## GOAL
Please copy the rows below word for word. Begin with their first line and stop after the line that contains "POLYGON ((183 28, 183".
□ □ □ □ □
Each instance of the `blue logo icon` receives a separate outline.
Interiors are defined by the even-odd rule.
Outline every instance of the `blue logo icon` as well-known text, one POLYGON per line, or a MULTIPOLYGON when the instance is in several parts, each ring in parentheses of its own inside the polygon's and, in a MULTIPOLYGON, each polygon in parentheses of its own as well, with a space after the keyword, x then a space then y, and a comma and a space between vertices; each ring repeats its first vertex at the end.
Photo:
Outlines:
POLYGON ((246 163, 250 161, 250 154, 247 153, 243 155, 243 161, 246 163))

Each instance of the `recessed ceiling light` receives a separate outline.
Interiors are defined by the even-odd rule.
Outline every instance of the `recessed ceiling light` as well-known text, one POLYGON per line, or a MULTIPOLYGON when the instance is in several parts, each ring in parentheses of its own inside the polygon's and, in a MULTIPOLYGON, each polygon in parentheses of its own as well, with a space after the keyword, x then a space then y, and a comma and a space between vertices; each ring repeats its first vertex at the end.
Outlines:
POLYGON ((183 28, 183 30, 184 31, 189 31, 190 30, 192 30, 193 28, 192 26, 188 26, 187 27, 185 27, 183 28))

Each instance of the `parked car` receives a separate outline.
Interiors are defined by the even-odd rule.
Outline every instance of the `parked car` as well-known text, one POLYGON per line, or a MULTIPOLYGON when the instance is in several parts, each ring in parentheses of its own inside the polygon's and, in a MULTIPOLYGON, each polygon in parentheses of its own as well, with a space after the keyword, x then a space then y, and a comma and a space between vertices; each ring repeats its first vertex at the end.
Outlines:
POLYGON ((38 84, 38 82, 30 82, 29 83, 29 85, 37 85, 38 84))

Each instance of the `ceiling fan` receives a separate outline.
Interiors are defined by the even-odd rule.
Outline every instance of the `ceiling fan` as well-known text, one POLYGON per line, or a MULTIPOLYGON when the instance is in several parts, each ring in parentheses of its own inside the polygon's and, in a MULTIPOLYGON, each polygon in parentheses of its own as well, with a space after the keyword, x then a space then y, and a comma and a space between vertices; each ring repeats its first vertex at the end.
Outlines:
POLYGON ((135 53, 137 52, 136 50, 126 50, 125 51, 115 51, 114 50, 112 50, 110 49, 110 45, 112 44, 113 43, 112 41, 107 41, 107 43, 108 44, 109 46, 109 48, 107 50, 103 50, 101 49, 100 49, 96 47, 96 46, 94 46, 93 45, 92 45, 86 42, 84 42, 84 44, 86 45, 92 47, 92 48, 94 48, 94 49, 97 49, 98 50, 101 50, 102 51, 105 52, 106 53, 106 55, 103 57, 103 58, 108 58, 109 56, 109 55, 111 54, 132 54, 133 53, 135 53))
□ □ □ □ □
## SOLUTION TO THIS PROBLEM
Each instance of the `blue logo icon` receives a separate outline.
Interiors are defined by the even-odd rule.
Outline every instance of the `blue logo icon` as well-known text, one POLYGON per line, or a MULTIPOLYGON when the instance is in several parts, each ring in parentheses of its own inside the polygon's and, in a MULTIPOLYGON, each polygon in parentheses of its own as well, with a space after the keyword, x then a space then y, and a comma and a space between vertices; each ring repeats its first vertex at the end.
Photo:
Outlines:
POLYGON ((246 163, 250 161, 250 154, 247 153, 243 155, 243 161, 246 163))

Each instance of the `recessed ceiling light` receives a separate outline.
Interiors are defined by the even-odd rule.
Outline every instance of the `recessed ceiling light` as well-known text, one POLYGON per line, or a MULTIPOLYGON when the instance is in several parts, each ring in parentheses of its own inside the polygon's and, in a MULTIPOLYGON, each polygon in parentheses of its own as well, with a space after the keyword, x then a space then y, and a comma and a space between vertices; each ring repeats its first vertex at the end.
Outlines:
POLYGON ((183 28, 183 30, 184 31, 189 31, 190 30, 192 30, 193 28, 192 26, 188 26, 187 27, 185 27, 183 28))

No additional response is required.